▸ The problem
Write out each line of the material below exactly, from the first line to the last.

▸ Supplied records

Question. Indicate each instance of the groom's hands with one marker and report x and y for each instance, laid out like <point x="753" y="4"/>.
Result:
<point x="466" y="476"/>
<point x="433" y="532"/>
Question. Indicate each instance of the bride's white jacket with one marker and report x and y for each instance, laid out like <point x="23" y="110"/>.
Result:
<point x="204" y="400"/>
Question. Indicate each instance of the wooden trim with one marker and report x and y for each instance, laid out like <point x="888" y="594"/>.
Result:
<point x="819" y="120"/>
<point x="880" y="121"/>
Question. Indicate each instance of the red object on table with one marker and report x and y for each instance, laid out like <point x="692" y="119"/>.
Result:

▸ Exercise output
Question. Indicate each instance of the groom's hands with one marker and report x and y for each instance, laid out like <point x="753" y="4"/>.
Result:
<point x="466" y="476"/>
<point x="433" y="532"/>
Question. Indicate each instance of the bride's white jacket with one marker and report x and y for each instance, laid out like <point x="23" y="110"/>.
Result:
<point x="204" y="400"/>
Question. Indicate each instance of the wooden trim with one marker and report x and y for each instance, laid out like <point x="888" y="594"/>.
Result:
<point x="819" y="120"/>
<point x="880" y="121"/>
Question. Indicate each instance of the red object on table with one marker and report x and y for each instance, laid out like <point x="692" y="119"/>.
Result:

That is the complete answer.